▶ Énoncé de l'exercice:
Imprimez à l'identique, dans le texte sur la loi Duplomb, le passage allant de « Or, pour la » jusqu'à « voix a porté. ».

▶ Texte fourni:
.....
Ce que la loi Duplomb dit de nous

Les services publics, absents des débats
4 août 2025

Ce que la loi Duplomb dit de nous

 La proposition de loi Duplomb visant à lever les contraintes à l’exercice du métier d’agriculteur a été promulguée le 11 août 2025, amputée d’une part de son article 2 qui prévoyait la possibilité de déroger par décret à l’interdiction d’utiliser certains pesticides. Cette loi marque un tournant, à plusieurs titres : après l’effacement accéléré, en avril 2024, au niveau européen, avec l’appui des représentants français du centre, de la droite et de l’extrême droite, des contraintes environnementales de la PAC (consacrer une part de la surface agricole aux jachères, aux arbres, aux mares, aux haies, organiser une rotation des cultures et maintenir des prairies permanentes), la loi Duplomb abordait tous les « totems » agricoles[1] encore non traités : outre la réintroduction des  néonicotinoïdes, elle relevait les seuils à partir desquels les élevages sont soumis à autorisation environnementale ; accordait une présomption d’intérêt général aux ouvrages de stockage de l’eau à des fins d’irrigation, pour faciliter leur construction ; tentait de mettre au pas l’Office français de la biodiversité, en charge d’effectuer des contrôles dans les exploitations agricoles, dont les agents sont placés désormais sous l’autorité du préfet. Ne manquait au tableau que le droit d’épandage des pesticides par drone, inscrit pour une part dans une autre loi du 23 avril 2025.

Or, pour la première fois, une pétition réclamant l’abrogation d’un texte adopté par le Parlement a recueilli plus de 2 millions de signatures. Pour la première fois, des scientifiques se sont exprimés massivement contre le retour des néonicotinoïdes et leur voix a porté.
.....
▶ Données fournies:
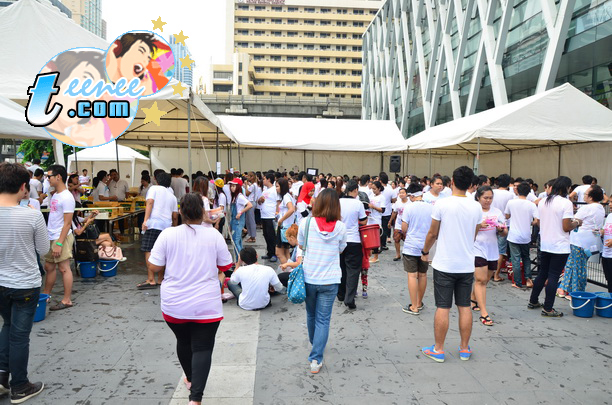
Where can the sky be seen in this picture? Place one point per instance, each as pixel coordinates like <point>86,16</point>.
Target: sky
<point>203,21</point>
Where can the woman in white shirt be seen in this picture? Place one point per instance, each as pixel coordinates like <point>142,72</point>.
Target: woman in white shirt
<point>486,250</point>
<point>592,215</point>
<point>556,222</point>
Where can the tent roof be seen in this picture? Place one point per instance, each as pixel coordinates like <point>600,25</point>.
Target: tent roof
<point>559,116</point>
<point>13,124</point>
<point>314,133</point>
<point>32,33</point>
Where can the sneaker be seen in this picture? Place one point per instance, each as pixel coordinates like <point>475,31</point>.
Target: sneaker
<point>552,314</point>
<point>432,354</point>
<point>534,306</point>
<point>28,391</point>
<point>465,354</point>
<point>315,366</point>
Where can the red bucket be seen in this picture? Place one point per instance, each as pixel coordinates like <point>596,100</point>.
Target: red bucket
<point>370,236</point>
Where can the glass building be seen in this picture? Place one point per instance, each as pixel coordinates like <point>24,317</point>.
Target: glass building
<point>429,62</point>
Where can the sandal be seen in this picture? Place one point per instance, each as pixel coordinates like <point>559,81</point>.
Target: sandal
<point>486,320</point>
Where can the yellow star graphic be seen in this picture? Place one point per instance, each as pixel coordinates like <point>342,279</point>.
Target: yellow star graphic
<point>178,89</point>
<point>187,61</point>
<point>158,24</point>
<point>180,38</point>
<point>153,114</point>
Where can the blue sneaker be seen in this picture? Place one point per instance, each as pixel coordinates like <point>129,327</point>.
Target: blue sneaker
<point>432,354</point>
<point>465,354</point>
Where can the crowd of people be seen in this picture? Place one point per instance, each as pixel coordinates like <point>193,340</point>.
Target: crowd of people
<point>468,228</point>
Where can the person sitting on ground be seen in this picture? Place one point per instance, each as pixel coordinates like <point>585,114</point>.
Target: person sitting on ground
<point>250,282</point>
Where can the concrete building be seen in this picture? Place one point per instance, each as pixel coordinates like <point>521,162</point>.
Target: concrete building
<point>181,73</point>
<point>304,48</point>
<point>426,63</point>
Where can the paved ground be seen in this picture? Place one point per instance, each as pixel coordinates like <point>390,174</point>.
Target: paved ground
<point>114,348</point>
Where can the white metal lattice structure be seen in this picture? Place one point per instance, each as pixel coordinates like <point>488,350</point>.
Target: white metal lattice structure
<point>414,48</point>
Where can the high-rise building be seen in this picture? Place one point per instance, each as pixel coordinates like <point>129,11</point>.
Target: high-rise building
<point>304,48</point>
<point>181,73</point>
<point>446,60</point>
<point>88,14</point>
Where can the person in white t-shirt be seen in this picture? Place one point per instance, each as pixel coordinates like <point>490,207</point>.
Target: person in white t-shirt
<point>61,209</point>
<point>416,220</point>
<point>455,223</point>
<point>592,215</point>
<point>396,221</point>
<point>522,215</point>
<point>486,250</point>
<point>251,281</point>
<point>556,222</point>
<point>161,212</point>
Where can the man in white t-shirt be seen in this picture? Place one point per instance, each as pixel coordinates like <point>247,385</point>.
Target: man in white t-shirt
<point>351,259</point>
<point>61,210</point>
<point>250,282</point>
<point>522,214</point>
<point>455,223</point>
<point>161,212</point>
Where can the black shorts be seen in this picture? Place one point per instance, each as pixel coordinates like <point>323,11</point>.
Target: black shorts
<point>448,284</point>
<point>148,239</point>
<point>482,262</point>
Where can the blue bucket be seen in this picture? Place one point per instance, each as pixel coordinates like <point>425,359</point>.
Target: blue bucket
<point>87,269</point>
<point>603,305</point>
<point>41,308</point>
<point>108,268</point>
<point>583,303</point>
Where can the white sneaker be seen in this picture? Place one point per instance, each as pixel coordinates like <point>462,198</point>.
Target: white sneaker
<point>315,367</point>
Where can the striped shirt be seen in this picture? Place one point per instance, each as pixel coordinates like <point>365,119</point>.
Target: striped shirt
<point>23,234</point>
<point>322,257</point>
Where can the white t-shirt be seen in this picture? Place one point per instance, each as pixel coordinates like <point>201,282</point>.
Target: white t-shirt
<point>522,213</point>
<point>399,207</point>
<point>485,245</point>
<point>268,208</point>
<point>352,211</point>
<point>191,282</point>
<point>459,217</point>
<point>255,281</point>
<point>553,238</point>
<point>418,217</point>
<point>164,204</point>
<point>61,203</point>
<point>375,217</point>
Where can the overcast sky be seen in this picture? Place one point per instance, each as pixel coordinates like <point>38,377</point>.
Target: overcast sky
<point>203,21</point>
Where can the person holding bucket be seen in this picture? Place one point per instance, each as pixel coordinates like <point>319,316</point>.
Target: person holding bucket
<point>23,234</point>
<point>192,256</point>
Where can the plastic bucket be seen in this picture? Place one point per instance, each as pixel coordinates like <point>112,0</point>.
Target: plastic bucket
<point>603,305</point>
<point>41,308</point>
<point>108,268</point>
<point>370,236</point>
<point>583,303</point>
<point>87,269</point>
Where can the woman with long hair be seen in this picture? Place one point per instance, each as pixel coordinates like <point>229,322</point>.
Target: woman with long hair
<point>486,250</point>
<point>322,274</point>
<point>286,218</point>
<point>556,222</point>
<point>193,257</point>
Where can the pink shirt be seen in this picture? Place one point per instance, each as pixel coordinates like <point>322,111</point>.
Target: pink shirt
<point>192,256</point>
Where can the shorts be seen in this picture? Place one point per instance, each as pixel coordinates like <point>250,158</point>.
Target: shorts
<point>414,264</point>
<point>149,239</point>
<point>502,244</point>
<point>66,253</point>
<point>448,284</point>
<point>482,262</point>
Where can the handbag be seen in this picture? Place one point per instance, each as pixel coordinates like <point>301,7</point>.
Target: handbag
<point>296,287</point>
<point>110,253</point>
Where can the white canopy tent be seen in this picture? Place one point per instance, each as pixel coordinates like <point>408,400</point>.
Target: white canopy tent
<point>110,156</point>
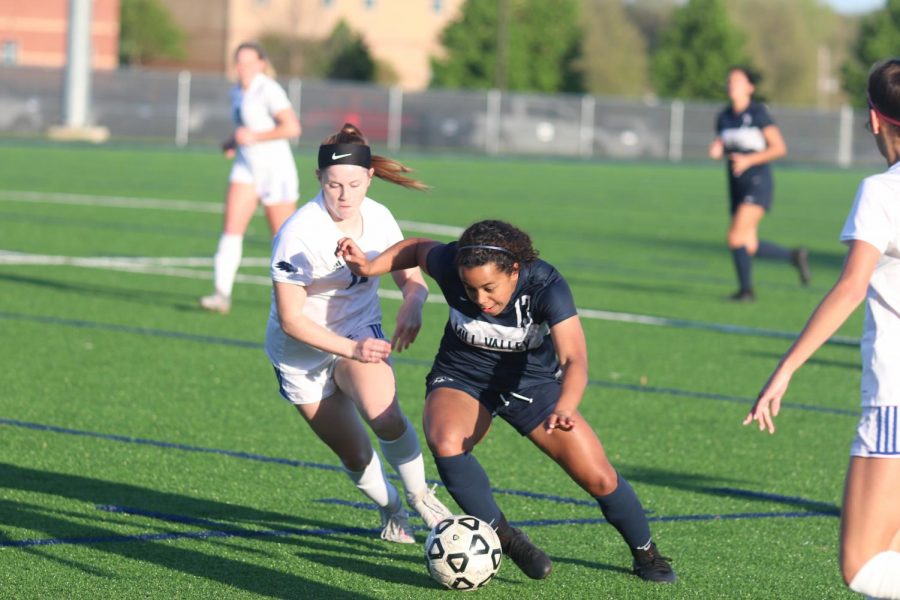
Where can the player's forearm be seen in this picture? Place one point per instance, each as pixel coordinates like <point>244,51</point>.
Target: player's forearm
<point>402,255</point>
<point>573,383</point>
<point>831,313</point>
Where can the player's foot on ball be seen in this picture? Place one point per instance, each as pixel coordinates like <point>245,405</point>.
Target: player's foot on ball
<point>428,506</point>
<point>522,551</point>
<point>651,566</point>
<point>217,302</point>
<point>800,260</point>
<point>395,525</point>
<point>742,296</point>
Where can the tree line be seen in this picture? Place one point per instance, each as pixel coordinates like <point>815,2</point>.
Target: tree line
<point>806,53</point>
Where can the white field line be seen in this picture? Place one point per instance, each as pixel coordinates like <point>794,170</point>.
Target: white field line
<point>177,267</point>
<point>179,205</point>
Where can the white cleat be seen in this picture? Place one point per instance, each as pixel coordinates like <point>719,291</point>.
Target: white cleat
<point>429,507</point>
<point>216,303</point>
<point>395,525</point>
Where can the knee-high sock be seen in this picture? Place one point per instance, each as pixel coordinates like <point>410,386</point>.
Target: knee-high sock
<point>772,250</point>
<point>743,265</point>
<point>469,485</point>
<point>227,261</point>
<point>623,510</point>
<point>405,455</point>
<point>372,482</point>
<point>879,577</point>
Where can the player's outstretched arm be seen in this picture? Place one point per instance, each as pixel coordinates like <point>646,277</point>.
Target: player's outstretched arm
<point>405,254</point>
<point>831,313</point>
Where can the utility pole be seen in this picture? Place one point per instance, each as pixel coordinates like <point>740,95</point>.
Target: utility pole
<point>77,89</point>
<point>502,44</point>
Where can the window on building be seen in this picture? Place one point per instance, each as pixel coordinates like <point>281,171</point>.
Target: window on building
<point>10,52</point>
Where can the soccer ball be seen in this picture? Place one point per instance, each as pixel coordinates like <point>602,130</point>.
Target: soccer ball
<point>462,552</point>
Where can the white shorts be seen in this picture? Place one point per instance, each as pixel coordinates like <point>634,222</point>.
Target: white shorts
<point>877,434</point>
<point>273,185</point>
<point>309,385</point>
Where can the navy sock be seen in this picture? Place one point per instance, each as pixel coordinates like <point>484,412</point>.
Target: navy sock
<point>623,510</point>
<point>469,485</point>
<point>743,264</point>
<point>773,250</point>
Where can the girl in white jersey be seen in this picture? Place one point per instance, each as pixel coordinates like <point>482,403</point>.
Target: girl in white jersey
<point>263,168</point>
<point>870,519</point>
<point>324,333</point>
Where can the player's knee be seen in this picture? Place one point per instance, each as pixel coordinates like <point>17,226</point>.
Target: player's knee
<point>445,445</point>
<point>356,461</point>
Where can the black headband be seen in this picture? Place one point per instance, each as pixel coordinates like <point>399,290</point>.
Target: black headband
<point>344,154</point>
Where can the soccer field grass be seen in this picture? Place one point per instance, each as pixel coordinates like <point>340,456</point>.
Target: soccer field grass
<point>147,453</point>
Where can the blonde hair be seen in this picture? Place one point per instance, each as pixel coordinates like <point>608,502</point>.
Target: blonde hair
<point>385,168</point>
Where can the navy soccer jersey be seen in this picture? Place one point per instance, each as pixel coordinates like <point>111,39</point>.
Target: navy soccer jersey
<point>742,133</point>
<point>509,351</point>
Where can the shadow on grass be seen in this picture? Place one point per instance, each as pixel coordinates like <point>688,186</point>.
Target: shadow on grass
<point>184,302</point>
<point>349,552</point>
.....
▶ Corrigé de l'exercice:
Or, pour la première fois, une pétition réclamant l’abrogation d’un texte adopté par le Parlement a recueilli plus de 2 millions de signatures. Pour la première fois, des scientifiques se sont exprimés massivement contre le retour des néonicotinoïdes et leur voix a porté.